What the task requires: Only one stretch of the data below is needed. Output the lines from the one with "Where can the dark window" up to and including the one with "Where can the shadow", exactly as they stand.

Records to process:
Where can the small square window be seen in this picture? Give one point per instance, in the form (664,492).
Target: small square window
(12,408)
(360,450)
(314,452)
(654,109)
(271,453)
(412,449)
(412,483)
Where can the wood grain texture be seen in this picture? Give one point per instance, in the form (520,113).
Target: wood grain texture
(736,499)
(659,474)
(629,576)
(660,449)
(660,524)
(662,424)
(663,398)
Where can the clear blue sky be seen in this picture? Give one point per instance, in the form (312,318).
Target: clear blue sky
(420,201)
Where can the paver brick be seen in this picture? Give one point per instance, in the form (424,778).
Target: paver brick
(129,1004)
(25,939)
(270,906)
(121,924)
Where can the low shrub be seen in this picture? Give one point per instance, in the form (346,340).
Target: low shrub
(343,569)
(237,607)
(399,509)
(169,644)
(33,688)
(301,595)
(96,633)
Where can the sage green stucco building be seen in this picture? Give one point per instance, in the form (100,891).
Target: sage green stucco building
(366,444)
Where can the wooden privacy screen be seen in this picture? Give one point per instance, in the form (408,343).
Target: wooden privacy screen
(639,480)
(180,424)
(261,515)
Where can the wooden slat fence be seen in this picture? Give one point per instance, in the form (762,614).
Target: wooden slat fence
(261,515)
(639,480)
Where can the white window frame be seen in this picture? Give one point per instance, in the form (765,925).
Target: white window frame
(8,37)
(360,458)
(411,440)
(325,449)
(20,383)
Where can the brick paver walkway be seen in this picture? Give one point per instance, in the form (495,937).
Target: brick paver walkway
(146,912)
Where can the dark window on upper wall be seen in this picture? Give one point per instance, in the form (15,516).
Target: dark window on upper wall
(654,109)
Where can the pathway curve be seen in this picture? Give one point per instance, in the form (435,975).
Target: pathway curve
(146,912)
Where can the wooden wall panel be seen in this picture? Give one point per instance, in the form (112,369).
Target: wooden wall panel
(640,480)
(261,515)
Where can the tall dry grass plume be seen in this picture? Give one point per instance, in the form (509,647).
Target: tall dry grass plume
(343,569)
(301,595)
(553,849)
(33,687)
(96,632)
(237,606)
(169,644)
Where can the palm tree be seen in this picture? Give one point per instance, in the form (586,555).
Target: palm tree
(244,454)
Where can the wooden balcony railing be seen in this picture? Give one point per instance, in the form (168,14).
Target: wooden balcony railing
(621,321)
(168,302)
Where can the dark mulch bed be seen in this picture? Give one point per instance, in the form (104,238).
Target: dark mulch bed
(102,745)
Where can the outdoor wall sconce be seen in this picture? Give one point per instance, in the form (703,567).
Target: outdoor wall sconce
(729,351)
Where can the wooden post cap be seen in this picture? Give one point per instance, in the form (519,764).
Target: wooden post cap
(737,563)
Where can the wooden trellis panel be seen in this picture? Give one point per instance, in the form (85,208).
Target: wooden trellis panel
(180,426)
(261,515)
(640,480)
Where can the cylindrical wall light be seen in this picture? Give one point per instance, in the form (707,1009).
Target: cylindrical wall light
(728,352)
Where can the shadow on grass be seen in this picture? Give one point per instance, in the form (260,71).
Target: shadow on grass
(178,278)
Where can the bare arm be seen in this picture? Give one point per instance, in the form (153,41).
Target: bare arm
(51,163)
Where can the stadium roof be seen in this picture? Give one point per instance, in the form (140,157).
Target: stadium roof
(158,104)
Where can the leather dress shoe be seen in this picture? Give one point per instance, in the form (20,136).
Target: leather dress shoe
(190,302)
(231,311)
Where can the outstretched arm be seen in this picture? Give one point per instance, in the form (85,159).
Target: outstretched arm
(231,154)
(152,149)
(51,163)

Solution to this problem:
Where can the dark window on upper wall be seen in this picture? Give one point per instance, in the form (15,516).
Target: dark window on upper wall
(654,109)
Where can the pathway curve be seen in this picture? Give one point per instance, in the form (435,975).
Target: pathway curve
(146,912)
Where can the wooden wall panel be seen in this picture? Give one point per instance, in the form (112,369).
Target: wooden wall panel
(640,480)
(261,515)
Where can the tall dry grass plume be seen in this picture? Give one point per instance, in the form (509,647).
Target: tall dry grass plume
(343,569)
(301,595)
(553,849)
(33,687)
(96,632)
(237,606)
(169,644)
Where can the palm tree be seen in this picture? Give one point per instance, in the form (586,555).
Target: palm tree
(244,454)
Where can the wooden balcony railing be seen in this picture? Give one point per instance, in the form (168,14).
Target: wooden balcony railing
(621,321)
(168,302)
Where can the dark mulch bed be seen in this picture? Give one point per instance, in the form (104,238).
Target: dark mulch bed
(102,745)
Where can the outdoor wall sconce be seen in this picture? Give one point per instance, in the form (703,567).
Target: outdoor wall sconce
(729,351)
Where can the wooden post cap be seen in this picture? Give one point per instance, in the form (519,764).
Target: wooden post cap
(737,563)
Where can the wooden trellis panel be seen in this picture? Give one point per instance, in the form (85,208).
Target: wooden trellis panel
(180,426)
(261,515)
(640,480)
Where can the cylindrical wall light be seen in this picture? Give one point per instance, in the form (707,1009).
Target: cylindrical wall light
(728,352)
Where can the shadow on grass be seen in this picture? Give one point per instance, in the form (260,71).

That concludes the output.